— Begin SOURCE EXCERPT —

The proposed method comprises three main components: fabrication of the MTF filter, image acquisition, signature reconstruction, and identification using DL.

Fabrication of the MTF filter array

Unlike the etalon filters (see “Related work”), which are fabricated by varying the thickness of interspacing dielectric layers, MTF filters are fabricated by modifying both the number of layers and their thicknesses. MTF filters with unique transmission functions are achieved by alternately depositing two materials with varying thicknesses. A total of 36 MTF filters with distinct transmission characteristics were fabricated by selectively omitting specific layers using shadow masks during the deposition process. The omission of an intermediate layer causes the upper and lower layers to merge, forming a single layer with a modified thickness. The designed layer thicknesses for the MTF filters are provided in Table 1. The filter array was fabricated using wafer-level stencil lithography with shadow masks, which allows for the stacking of alternating layers of titanium dioxide (TiO2) and silicon dioxide (SiO2), enabling scalable, reproducible, and mass-produced fabrication. TiO2 and SiO2 act as the low and high refractive index materials, respectively. The refractive indices for TiO2 and SiO2 are approximately 2.6 and 1.45 at 600 nm, respectively. As a result, 169 identical filter arrays were fabricated on a single wafer24.

These films were deposited onto a borosilicate glass wafer, which has a refractive index of approximately 1.472 at 588 nm, using shadow masks to define specific areas for deposition. The TiO2 layers were deposited using direct current (DC) magnetron sputtering, a technique for depositing thin films onto a substrate by bombarding a target material with high-energy ions, causing atoms to be ejected and deposited as a thin layer on the substrate53,54,55,56. A Ti target was sputtered in a mixed gas flow of 188 sccm (standard cubic centimeters per minute) argon (Ar) and 12 sccm oxygen (O2), with the DC power set to 700 W. Shadow masks ensured that TiO2 was deposited only on designated regions of the wafer. For the SiO2 layers, radiofrequency (RF) magnetron sputtering was used. A Si target was sputtered in a gas flow of 185 sccm Ar and 15 sccm O2, with RF power at 300 W. Different shadow masks were used to control the deposition patterns and thicknesses of the SiO2 layers. The alternating deposition of TiO2 and SiO2 layers was repeated 17 times, with shadow masks changed accordingly to achieve the desired multilayer structure.

— End SOURCE EXCERPT —
— Begin SUPPLIED MATERIAL —

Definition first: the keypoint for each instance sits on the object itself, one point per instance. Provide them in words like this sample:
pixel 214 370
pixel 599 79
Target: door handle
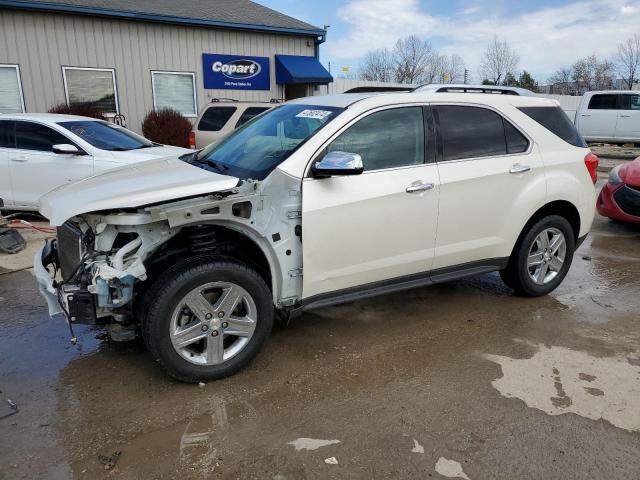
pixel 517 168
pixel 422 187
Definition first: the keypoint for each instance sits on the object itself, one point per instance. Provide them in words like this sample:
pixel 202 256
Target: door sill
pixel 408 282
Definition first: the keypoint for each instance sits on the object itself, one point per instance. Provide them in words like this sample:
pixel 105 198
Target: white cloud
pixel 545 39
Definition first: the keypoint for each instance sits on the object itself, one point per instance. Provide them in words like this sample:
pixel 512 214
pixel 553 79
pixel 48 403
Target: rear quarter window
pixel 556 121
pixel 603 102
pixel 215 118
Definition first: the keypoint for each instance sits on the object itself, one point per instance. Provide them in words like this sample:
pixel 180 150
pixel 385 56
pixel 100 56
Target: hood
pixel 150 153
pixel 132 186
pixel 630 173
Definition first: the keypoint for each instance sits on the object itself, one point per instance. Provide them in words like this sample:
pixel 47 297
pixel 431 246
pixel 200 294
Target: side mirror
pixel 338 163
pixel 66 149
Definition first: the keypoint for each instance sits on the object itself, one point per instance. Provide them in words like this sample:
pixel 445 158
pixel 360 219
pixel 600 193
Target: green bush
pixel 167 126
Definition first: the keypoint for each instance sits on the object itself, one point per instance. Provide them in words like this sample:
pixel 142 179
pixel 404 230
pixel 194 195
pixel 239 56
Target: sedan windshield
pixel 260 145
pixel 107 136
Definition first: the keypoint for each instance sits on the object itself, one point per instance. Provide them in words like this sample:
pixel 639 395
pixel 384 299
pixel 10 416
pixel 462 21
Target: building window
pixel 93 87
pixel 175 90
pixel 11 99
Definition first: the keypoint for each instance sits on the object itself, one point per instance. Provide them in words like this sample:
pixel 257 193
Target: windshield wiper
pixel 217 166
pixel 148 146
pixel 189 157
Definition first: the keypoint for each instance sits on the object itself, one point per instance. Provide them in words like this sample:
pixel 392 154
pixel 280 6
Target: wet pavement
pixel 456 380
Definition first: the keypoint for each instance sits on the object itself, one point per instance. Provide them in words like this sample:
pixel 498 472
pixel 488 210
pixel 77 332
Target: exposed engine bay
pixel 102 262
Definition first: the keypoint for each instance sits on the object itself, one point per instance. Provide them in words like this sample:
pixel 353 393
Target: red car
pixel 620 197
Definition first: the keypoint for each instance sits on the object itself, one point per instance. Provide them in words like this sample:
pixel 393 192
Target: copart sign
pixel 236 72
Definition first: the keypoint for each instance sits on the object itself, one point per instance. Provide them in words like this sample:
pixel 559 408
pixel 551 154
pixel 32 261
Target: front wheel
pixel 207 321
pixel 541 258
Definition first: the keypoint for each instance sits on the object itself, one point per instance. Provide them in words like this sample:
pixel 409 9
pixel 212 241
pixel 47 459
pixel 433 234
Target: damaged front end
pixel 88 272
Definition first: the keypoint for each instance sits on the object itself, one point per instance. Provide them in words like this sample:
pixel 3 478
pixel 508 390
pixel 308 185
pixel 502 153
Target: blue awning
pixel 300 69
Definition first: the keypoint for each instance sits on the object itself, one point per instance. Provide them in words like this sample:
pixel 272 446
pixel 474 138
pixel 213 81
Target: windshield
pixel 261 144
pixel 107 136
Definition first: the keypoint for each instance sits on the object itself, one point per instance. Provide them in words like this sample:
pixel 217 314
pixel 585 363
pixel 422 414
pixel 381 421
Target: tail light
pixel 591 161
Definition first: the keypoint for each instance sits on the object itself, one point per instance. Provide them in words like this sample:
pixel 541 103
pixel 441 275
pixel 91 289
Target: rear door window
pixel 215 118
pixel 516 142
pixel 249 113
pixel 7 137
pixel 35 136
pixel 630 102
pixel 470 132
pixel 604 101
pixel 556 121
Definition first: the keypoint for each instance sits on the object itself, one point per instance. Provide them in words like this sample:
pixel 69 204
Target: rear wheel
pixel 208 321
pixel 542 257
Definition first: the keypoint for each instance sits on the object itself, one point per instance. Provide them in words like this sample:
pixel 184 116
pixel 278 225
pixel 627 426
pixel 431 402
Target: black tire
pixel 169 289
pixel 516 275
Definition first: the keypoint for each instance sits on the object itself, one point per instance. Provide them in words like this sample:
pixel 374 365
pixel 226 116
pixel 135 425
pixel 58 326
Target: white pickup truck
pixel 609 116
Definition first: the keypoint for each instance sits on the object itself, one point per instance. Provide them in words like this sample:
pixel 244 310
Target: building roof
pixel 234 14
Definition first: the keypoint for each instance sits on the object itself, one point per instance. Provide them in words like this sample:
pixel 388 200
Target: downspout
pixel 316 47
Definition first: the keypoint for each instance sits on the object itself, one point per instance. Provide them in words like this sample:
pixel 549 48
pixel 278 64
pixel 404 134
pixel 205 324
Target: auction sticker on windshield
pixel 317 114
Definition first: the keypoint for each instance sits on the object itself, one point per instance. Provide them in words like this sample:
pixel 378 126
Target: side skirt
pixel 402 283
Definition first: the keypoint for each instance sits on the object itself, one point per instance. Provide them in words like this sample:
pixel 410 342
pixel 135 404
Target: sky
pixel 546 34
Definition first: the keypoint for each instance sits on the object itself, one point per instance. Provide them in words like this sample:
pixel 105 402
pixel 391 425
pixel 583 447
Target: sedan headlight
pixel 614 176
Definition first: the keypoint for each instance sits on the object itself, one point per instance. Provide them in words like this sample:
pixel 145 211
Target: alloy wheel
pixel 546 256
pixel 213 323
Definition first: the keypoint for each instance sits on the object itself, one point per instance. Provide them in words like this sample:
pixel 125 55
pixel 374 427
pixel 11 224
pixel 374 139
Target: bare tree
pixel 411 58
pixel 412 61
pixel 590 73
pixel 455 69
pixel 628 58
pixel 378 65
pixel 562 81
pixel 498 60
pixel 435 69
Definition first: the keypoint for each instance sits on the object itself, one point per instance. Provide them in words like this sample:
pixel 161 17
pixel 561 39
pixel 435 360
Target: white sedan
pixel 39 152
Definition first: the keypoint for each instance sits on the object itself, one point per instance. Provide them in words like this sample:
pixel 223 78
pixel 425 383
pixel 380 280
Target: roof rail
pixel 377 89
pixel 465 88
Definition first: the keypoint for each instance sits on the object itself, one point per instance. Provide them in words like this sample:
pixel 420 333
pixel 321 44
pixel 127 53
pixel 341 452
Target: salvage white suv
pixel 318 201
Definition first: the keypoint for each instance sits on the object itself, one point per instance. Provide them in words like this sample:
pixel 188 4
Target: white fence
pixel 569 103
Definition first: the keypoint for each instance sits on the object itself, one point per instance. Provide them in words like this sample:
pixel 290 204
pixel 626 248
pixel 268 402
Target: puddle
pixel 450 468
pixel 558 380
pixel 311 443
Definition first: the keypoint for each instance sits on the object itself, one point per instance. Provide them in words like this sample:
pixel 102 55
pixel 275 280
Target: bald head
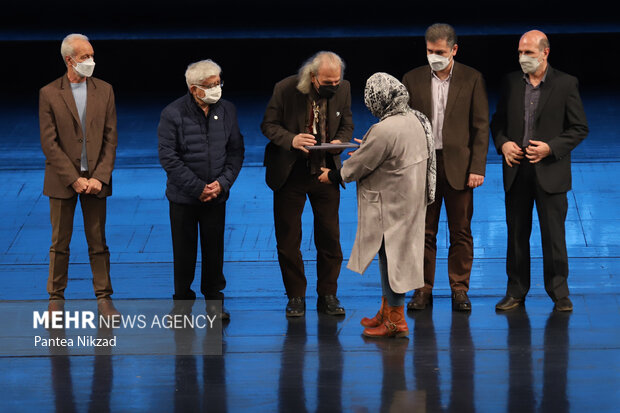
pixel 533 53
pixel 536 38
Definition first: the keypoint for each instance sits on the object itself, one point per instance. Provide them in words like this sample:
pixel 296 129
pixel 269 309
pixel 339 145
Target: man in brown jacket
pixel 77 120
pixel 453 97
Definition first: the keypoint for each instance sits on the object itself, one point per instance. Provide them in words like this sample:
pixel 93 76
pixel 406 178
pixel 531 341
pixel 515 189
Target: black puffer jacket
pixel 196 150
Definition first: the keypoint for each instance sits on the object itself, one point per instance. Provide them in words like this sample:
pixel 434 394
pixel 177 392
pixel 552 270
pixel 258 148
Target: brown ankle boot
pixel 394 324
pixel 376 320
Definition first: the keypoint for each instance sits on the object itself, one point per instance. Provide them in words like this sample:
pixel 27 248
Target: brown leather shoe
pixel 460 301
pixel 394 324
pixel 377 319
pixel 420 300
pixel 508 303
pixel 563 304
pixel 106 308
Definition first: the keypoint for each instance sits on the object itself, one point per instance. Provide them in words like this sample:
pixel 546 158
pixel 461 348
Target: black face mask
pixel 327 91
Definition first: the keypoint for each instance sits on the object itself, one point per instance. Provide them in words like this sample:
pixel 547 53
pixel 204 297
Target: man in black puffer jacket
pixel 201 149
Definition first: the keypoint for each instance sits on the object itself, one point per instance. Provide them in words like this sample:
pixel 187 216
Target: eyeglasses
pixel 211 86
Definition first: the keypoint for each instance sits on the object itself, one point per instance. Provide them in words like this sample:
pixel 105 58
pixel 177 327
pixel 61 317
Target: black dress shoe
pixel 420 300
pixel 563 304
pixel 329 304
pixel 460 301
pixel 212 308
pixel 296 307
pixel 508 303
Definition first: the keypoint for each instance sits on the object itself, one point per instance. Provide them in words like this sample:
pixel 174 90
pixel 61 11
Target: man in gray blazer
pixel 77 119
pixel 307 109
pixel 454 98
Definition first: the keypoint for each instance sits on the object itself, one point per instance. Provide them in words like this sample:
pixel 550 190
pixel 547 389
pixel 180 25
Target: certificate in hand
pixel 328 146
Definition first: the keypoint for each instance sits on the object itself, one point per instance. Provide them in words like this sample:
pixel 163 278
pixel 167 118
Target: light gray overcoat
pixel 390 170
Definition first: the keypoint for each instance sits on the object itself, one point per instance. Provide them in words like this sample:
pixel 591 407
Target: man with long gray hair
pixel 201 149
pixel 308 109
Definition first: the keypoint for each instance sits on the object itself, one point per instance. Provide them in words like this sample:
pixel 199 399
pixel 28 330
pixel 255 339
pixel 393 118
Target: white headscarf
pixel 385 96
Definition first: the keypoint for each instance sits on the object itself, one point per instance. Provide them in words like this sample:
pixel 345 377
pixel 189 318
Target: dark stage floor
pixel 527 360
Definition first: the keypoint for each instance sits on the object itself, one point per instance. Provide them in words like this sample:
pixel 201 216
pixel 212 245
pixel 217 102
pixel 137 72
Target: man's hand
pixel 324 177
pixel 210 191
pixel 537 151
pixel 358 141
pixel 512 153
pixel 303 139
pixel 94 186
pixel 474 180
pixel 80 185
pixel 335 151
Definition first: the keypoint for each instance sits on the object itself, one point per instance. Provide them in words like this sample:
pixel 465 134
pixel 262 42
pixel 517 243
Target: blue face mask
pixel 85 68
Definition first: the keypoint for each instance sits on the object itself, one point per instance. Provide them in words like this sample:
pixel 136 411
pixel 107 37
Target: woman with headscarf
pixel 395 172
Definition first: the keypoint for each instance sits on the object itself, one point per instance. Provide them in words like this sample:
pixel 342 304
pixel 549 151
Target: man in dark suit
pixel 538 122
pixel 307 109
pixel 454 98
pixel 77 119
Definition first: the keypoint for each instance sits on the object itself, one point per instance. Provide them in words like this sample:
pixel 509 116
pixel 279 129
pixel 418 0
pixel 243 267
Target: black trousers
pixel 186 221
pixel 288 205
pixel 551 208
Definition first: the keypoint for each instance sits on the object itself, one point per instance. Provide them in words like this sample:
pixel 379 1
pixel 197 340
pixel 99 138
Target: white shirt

— End SUPPLIED MATERIAL —

STATED PROBLEM 1
In the filter fabrication excerpt, rewrite the paragraph beginning "These films were deposited onto a borosilicate glass wafer" as a bulleted list that keeps its main facts.
STATED PROBLEM 2
List every gas flow rate and power setting that the filter fabrication excerpt gives for its sputtering steps. Pair each one with the layer material it applies to.
STATED PROBLEM 3
Write the next paragraph of the filter fabrication excerpt, following on from its final sentence about repeating the TiO2 and SiO2 deposition 17 times.

OUTPUT 1
- Substrate: borosilicate glass wafer, refractive index about 1.472 at 588 nm. Shadow masks define where films are deposited.
- TiO2 layers: deposited by DC magnetron sputtering, in which high-energy ions bombard a target so that ejected atoms form a thin film on the substrate.
  - A Ti target was sputtered in 188 sccm Ar and 12 sccm O2 at 700 W DC power.
  - Shadow masks limited TiO2 to designated regions of the wafer.
- SiO2 layers: deposited by RF magnetron sputtering.
  - A Si target was sputtered in 185 sccm Ar and 15 sccm O2 at 300 W RF power.
  - Different shadow masks controlled the patterns and thicknesses of these layers.
- Multilayer structure: TiO2 and SiO2 deposition alternated 17 times, with the shadow masks changed each time.

OUTPUT 2
- TiO2: 188 sccm argon (Ar)
- TiO2: 12 sccm oxygen (O2)
- TiO2: 700 W DC power
- SiO2: 185 sccm argon (Ar)
- SiO2: 15 sccm oxygen (O2)
- SiO2: 300 W RF power

OUTPUT 3
Individual depositions of TiO2 were performed ten times, while SiO2 was deposited nine times. Following the completion of thin film deposition, the surface of the thin films was coated with a photoresist. Germanium (Ge) was then deposited across the entire wafer area using an e-beam evaporator. The lift-off process was carried out by soaking the deposited wafer in acetone, allowing the photoresist to dissolve. As the photoresist was removed, the Ge layer deposited on top of it was lifted off and washed away. This process resulted in the formation of a square Ge grid with a size of 400 \(\upmu\)m and a spacing of 300 \(\upmu\)m. The Ge grid was designed to separate the MTF filters and prevent incident light from interfering with them. Finally, the wafer underwent a cleaning process before being diced to produce the MTF filter arrays.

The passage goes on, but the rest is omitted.